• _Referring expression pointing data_
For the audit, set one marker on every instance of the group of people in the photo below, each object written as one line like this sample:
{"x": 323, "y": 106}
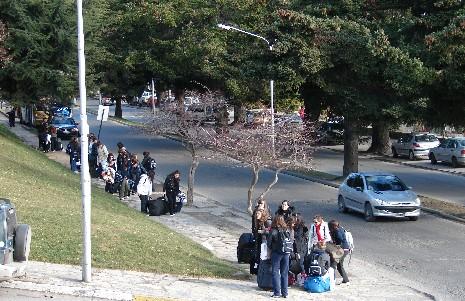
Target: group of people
{"x": 125, "y": 174}
{"x": 287, "y": 224}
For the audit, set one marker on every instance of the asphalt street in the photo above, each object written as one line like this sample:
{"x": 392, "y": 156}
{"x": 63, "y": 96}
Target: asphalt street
{"x": 429, "y": 250}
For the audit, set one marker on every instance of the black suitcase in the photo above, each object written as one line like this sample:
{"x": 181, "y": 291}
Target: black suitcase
{"x": 158, "y": 206}
{"x": 246, "y": 248}
{"x": 264, "y": 275}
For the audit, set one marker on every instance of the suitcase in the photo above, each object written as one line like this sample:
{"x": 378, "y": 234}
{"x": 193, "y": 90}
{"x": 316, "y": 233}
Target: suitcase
{"x": 246, "y": 248}
{"x": 158, "y": 206}
{"x": 264, "y": 275}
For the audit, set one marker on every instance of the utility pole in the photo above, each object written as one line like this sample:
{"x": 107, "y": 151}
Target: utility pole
{"x": 85, "y": 176}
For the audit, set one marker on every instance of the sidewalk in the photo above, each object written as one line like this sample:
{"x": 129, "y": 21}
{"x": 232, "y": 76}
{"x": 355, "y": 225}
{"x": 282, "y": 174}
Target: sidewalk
{"x": 216, "y": 227}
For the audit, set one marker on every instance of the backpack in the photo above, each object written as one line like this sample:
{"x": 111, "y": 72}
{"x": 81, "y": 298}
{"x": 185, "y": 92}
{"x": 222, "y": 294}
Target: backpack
{"x": 285, "y": 242}
{"x": 350, "y": 240}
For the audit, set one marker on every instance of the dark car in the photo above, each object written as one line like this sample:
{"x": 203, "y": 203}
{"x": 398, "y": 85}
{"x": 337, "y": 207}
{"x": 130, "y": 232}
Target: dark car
{"x": 66, "y": 127}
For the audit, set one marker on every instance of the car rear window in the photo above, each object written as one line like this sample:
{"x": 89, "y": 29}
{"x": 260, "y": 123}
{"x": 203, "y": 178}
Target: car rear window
{"x": 426, "y": 138}
{"x": 385, "y": 183}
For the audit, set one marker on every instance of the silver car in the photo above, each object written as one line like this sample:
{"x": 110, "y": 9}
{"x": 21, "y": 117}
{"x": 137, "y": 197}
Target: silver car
{"x": 414, "y": 145}
{"x": 376, "y": 195}
{"x": 451, "y": 150}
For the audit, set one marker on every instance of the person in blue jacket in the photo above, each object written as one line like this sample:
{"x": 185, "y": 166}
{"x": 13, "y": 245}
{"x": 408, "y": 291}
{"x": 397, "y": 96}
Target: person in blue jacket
{"x": 339, "y": 238}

• _Your task_
Reproduce each line above precisely, with no pictures.

• _Response to this task_
For the audit, set one marker on every instance of the group of people in the photo below, each object written as one line like this sample:
{"x": 323, "y": 106}
Target: group of people
{"x": 125, "y": 174}
{"x": 287, "y": 224}
For the audit, set one marker on every instance of the asphalt street in the photo above, each object written as one line like this sample:
{"x": 392, "y": 156}
{"x": 63, "y": 96}
Target: asphalt street
{"x": 429, "y": 250}
For the audit, set one marker on every instance of the black suitcase in the photo above, each object written as one line like this sample:
{"x": 181, "y": 291}
Target: black suitcase
{"x": 158, "y": 206}
{"x": 246, "y": 248}
{"x": 264, "y": 275}
For the audit, set one marker on every instance of the suitcase in the photo above, each object written as one line like this sample:
{"x": 378, "y": 234}
{"x": 193, "y": 90}
{"x": 316, "y": 233}
Target: suitcase
{"x": 246, "y": 248}
{"x": 158, "y": 206}
{"x": 264, "y": 275}
For the audit, set one marker on every instance of the utility pole in the photo above, each object written as one line like this sample:
{"x": 107, "y": 151}
Target: utility pole
{"x": 85, "y": 176}
For the audit, set one marker on every instance of the sidewalk in the photo above, each object written as one line like this sample:
{"x": 129, "y": 21}
{"x": 232, "y": 76}
{"x": 355, "y": 225}
{"x": 282, "y": 174}
Target: sidewalk
{"x": 216, "y": 227}
For the audit, set one marker on every instance of the backpack in the photo above, each object written as one line like this sample:
{"x": 111, "y": 72}
{"x": 81, "y": 298}
{"x": 185, "y": 92}
{"x": 222, "y": 294}
Target: backpack
{"x": 285, "y": 242}
{"x": 350, "y": 240}
For the audit, set one marker on every instance of the dark car in the photo above, each object written as one line like this sample:
{"x": 203, "y": 203}
{"x": 398, "y": 85}
{"x": 337, "y": 207}
{"x": 130, "y": 232}
Target: dark car
{"x": 66, "y": 127}
For the audit, set one marker on every instance of the car rear window in the photo above, each object written as one line like this sample:
{"x": 89, "y": 29}
{"x": 260, "y": 123}
{"x": 203, "y": 178}
Target: car rear window
{"x": 426, "y": 138}
{"x": 385, "y": 183}
For the audit, set one marker on every instance of the silver car in the photo above, each object written as one line like this sample:
{"x": 110, "y": 9}
{"x": 21, "y": 117}
{"x": 137, "y": 197}
Target: silver car
{"x": 414, "y": 145}
{"x": 376, "y": 195}
{"x": 451, "y": 150}
For the audit, set one marker on every instance of the person in blue jacket in the photo above, each object written as one line like this sample:
{"x": 185, "y": 166}
{"x": 13, "y": 245}
{"x": 408, "y": 291}
{"x": 397, "y": 96}
Target: person in blue jacket
{"x": 339, "y": 238}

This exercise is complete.